• **WORK INSTRUCTION**: For this exercise, retype each line of the material below verbatim and omit any picture.

• **DATASET CONTENT**:

▬▬▬▬▬▬▬▬▬▬

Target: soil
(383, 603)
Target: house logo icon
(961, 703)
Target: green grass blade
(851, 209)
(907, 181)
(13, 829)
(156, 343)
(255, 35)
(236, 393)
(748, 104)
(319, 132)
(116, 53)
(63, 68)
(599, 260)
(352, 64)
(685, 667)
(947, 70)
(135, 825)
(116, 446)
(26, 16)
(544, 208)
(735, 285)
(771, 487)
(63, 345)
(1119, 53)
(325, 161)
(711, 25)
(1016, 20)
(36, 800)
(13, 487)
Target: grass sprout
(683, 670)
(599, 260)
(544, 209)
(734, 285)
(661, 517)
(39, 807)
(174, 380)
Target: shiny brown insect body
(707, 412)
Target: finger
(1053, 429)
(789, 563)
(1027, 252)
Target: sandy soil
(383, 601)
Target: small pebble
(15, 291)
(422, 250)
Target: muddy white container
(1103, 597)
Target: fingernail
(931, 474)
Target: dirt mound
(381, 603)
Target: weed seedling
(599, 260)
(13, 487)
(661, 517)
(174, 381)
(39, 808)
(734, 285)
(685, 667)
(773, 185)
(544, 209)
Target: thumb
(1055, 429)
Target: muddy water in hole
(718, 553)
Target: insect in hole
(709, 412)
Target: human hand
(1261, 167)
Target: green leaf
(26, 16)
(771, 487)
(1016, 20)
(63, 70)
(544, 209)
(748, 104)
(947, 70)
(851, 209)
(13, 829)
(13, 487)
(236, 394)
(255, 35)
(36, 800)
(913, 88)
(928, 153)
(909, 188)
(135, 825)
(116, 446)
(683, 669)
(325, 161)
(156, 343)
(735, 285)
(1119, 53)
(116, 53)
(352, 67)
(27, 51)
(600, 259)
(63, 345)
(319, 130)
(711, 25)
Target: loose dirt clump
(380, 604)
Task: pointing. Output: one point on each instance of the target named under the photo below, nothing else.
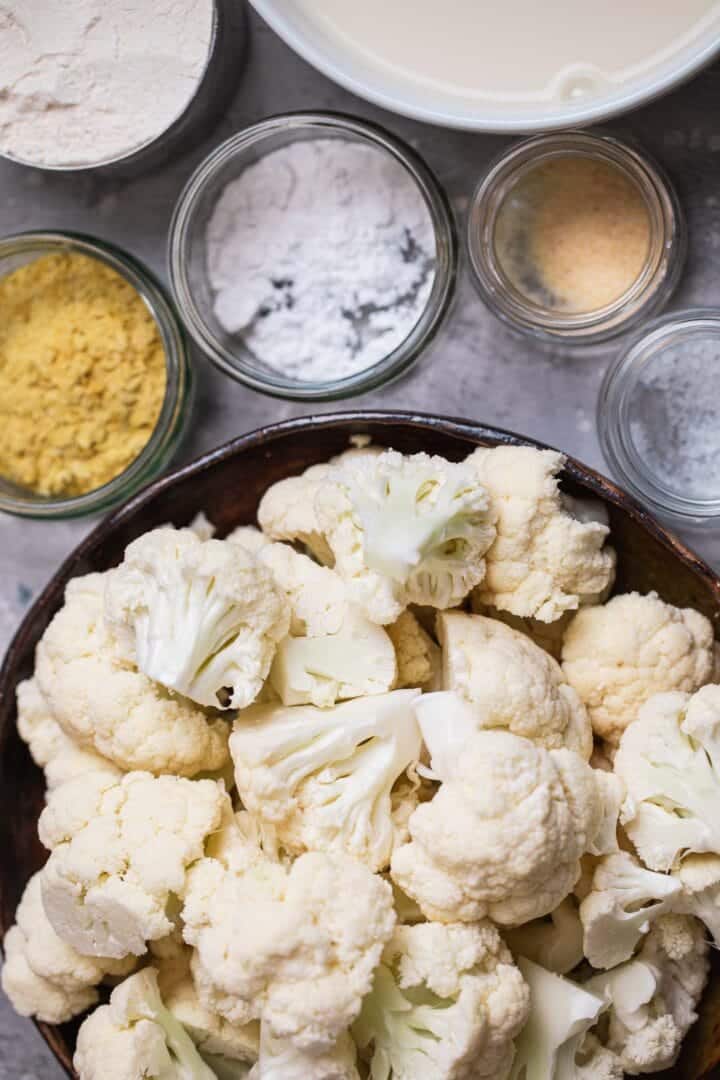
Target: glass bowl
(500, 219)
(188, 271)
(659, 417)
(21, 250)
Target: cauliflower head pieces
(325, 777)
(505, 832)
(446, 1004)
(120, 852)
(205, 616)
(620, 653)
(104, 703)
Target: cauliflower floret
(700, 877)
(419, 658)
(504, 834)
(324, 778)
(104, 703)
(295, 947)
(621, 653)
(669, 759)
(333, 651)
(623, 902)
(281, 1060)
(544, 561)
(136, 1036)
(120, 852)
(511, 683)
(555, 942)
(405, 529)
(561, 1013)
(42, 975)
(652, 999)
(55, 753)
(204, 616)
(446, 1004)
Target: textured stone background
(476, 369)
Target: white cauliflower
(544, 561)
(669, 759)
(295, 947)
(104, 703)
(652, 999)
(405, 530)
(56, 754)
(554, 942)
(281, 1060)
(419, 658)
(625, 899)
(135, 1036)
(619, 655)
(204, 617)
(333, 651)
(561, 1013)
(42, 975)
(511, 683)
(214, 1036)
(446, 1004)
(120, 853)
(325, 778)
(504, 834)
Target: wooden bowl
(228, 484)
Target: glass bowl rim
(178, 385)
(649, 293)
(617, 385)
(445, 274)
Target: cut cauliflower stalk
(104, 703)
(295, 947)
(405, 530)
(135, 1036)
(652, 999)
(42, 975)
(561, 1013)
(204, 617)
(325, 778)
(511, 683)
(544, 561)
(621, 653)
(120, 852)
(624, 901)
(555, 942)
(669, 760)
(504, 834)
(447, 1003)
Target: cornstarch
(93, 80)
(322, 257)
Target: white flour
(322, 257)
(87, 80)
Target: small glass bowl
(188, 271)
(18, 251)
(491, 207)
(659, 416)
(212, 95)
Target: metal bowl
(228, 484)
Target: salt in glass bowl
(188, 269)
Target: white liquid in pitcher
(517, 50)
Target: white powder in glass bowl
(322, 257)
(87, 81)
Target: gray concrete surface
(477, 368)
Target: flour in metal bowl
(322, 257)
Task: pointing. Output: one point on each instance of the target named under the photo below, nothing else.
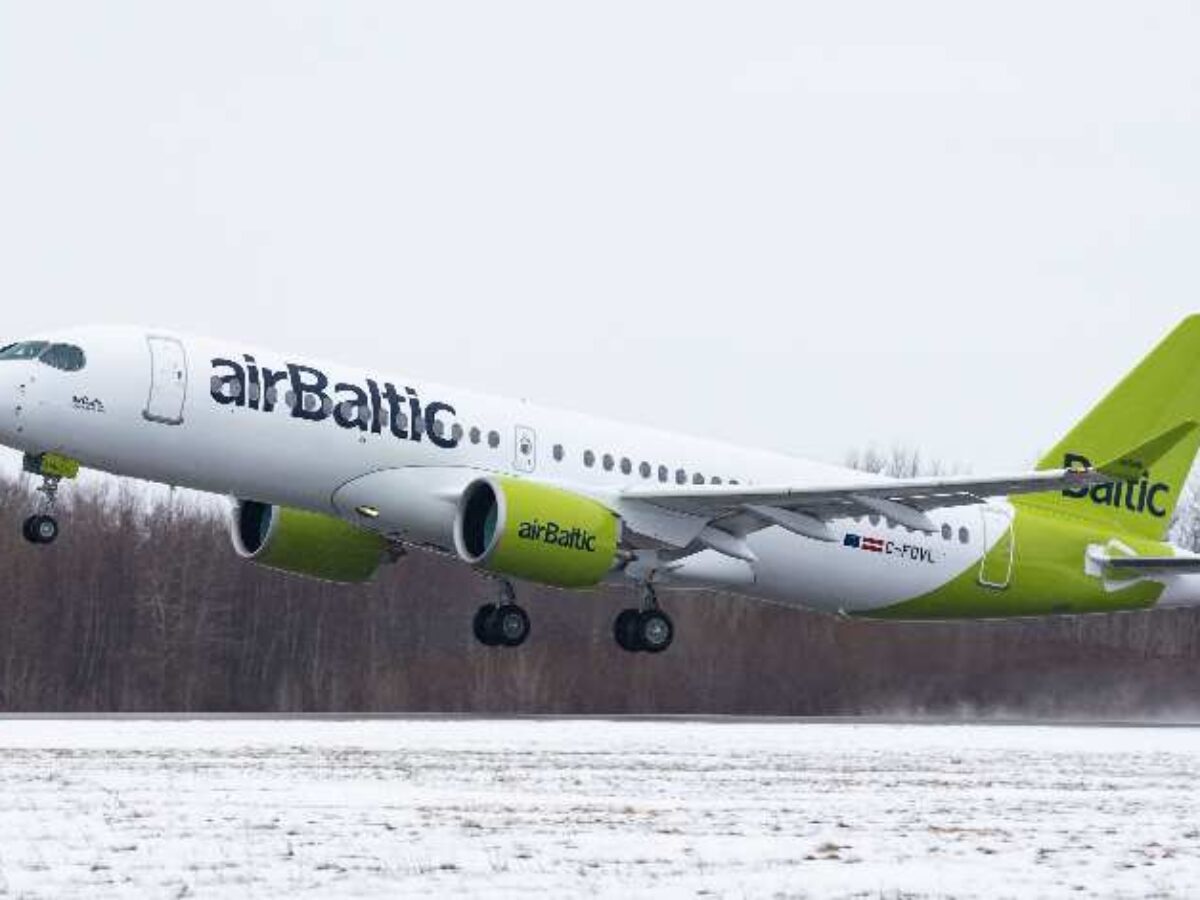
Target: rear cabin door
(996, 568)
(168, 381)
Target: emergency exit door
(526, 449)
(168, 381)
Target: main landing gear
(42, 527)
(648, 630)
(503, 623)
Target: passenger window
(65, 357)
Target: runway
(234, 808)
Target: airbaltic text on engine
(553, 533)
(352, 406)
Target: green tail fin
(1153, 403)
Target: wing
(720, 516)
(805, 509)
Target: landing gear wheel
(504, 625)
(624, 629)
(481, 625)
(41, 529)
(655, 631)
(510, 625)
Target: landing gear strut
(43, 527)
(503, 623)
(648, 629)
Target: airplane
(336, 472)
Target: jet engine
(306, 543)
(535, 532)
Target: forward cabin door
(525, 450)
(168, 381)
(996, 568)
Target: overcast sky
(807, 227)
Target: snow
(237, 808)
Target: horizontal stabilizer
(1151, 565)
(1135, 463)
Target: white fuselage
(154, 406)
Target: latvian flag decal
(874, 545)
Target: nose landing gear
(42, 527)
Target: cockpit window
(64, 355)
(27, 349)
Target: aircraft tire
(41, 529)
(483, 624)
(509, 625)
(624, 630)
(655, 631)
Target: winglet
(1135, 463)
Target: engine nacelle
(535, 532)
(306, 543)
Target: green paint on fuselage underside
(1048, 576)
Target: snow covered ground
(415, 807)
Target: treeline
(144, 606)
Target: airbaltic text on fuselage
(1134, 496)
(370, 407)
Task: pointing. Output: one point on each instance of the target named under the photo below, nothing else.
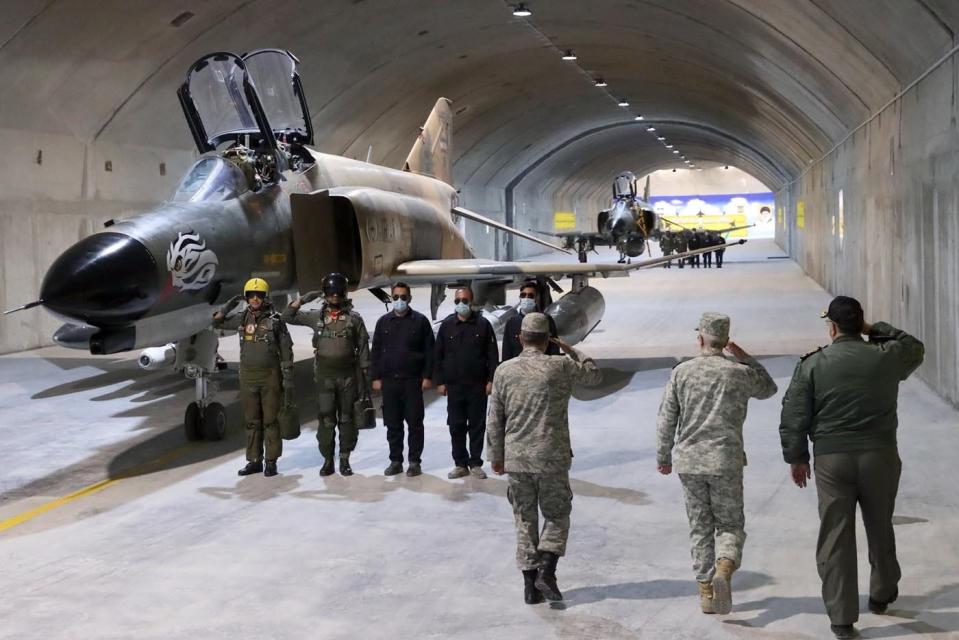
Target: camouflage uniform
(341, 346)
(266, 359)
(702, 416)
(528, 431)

▬▬▬▬▬▬▬▬▬▬

• **ANSWER TO THIS TASK**:
Target: soil
(383, 603)
Target: house logo icon
(961, 703)
Target: green grass blade
(851, 209)
(907, 181)
(13, 829)
(156, 343)
(255, 35)
(236, 393)
(748, 104)
(319, 132)
(116, 53)
(63, 68)
(599, 260)
(352, 64)
(685, 667)
(947, 70)
(135, 825)
(116, 446)
(26, 16)
(544, 208)
(735, 285)
(771, 487)
(63, 345)
(1119, 53)
(325, 161)
(711, 25)
(1016, 20)
(36, 800)
(13, 487)
Target: grass sprout
(683, 670)
(599, 260)
(544, 209)
(734, 285)
(661, 517)
(39, 807)
(174, 380)
Target: shiny brown insect body
(707, 412)
Target: finger
(1053, 429)
(789, 563)
(1027, 252)
Target: sandy soil
(383, 601)
Target: small pebble
(15, 291)
(422, 250)
Target: muddy white container
(1103, 597)
Target: fingernail
(931, 474)
Target: dirt mound
(381, 603)
Target: weed seedling
(599, 260)
(13, 487)
(661, 517)
(174, 381)
(39, 808)
(734, 285)
(685, 667)
(773, 185)
(544, 209)
Target: thumb
(1055, 429)
Target: muddy water in hole
(718, 553)
Target: insect in hole
(709, 412)
Target: human hand
(1261, 167)
Target: green leaf
(26, 16)
(771, 487)
(1016, 20)
(63, 70)
(544, 209)
(748, 104)
(947, 70)
(851, 209)
(13, 829)
(13, 487)
(236, 394)
(255, 35)
(36, 800)
(913, 88)
(928, 153)
(909, 188)
(135, 825)
(116, 446)
(683, 669)
(325, 161)
(156, 343)
(735, 285)
(1119, 53)
(116, 53)
(352, 67)
(27, 51)
(600, 259)
(63, 345)
(319, 130)
(711, 25)
Target: loose dirt clump
(380, 604)
Task: pointing. Output: one point on each instance of the target named under the photo below, nothing else.
Target: glass bowl
(500, 219)
(188, 271)
(659, 417)
(21, 250)
Target: cauliflower head pieces
(325, 777)
(505, 832)
(446, 1004)
(120, 852)
(205, 616)
(620, 653)
(104, 703)
Target: cauliflower floret
(700, 877)
(419, 658)
(504, 834)
(324, 778)
(104, 703)
(295, 947)
(621, 653)
(669, 759)
(333, 651)
(623, 902)
(281, 1060)
(544, 561)
(136, 1036)
(120, 852)
(511, 683)
(555, 942)
(405, 529)
(561, 1013)
(42, 975)
(652, 999)
(55, 753)
(204, 616)
(446, 1004)
Target: textured stone background
(476, 369)
Target: white cauliflower
(544, 561)
(669, 759)
(295, 947)
(104, 703)
(652, 999)
(405, 530)
(56, 754)
(554, 942)
(281, 1060)
(419, 658)
(625, 899)
(135, 1036)
(619, 655)
(204, 617)
(333, 651)
(561, 1013)
(42, 975)
(511, 683)
(214, 1036)
(446, 1004)
(120, 853)
(325, 778)
(504, 834)
Target: wooden bowl
(228, 484)
Target: glass bowl rim
(178, 385)
(649, 293)
(617, 385)
(445, 274)
Target: cut cauliflower stalk
(104, 703)
(295, 947)
(405, 530)
(135, 1036)
(652, 999)
(42, 975)
(561, 1013)
(204, 617)
(325, 778)
(511, 683)
(544, 561)
(621, 653)
(120, 852)
(624, 901)
(555, 942)
(669, 760)
(504, 834)
(447, 1003)
Target: cornstarch
(93, 80)
(322, 257)
Target: white flour
(322, 257)
(87, 80)
Target: small glass bowl
(188, 271)
(18, 251)
(491, 207)
(659, 416)
(212, 95)
Target: metal bowl
(228, 484)
Target: salt in glass bowl
(188, 269)
Target: white liquid in pitcher
(517, 50)
Target: white powder in glass bowl
(322, 257)
(87, 81)
Target: gray concrete surface
(477, 368)
Target: flour in metal bowl
(322, 257)
Task: pointing. Output: one point on each instance of the target named under the photo below, nothing else.
Target: rear cabin door
(996, 568)
(168, 381)
Target: emergency exit door
(526, 449)
(168, 381)
Target: main landing gear
(42, 527)
(648, 630)
(503, 623)
Target: passenger window
(65, 357)
Target: runway
(234, 808)
Target: airbaltic text on engine
(553, 533)
(352, 406)
Target: green tail fin
(1153, 403)
Target: wing
(720, 516)
(805, 509)
Target: landing gear wheel
(504, 625)
(624, 629)
(481, 625)
(41, 529)
(655, 631)
(510, 625)
Target: landing gear strut
(43, 527)
(503, 623)
(648, 629)
Target: airplane
(336, 472)
Target: jet engine
(306, 543)
(535, 532)
Target: forward cabin door
(525, 450)
(168, 381)
(996, 568)
Target: overcast sky
(807, 227)
Target: snow
(237, 808)
Target: horizontal stabilizer
(1151, 565)
(1135, 463)
Target: white fuselage
(154, 406)
Target: latvian flag decal
(874, 545)
Target: nose landing gear
(42, 527)
Target: cockpit window
(64, 355)
(27, 349)
Target: aircraft tire
(41, 529)
(483, 624)
(509, 625)
(624, 630)
(655, 631)
Target: winglet
(1135, 463)
Target: engine nacelle
(535, 532)
(306, 543)
Target: green paint on fuselage underside
(1048, 576)
Target: snow covered ground
(415, 807)
Target: treeline
(144, 606)
Target: airbaltic text on fuselage
(1134, 496)
(370, 407)
Task: pointing. Output: one point on each instance of the target named under the photo below, nothing else.
Target: camouflage uniform
(341, 346)
(266, 359)
(702, 416)
(528, 431)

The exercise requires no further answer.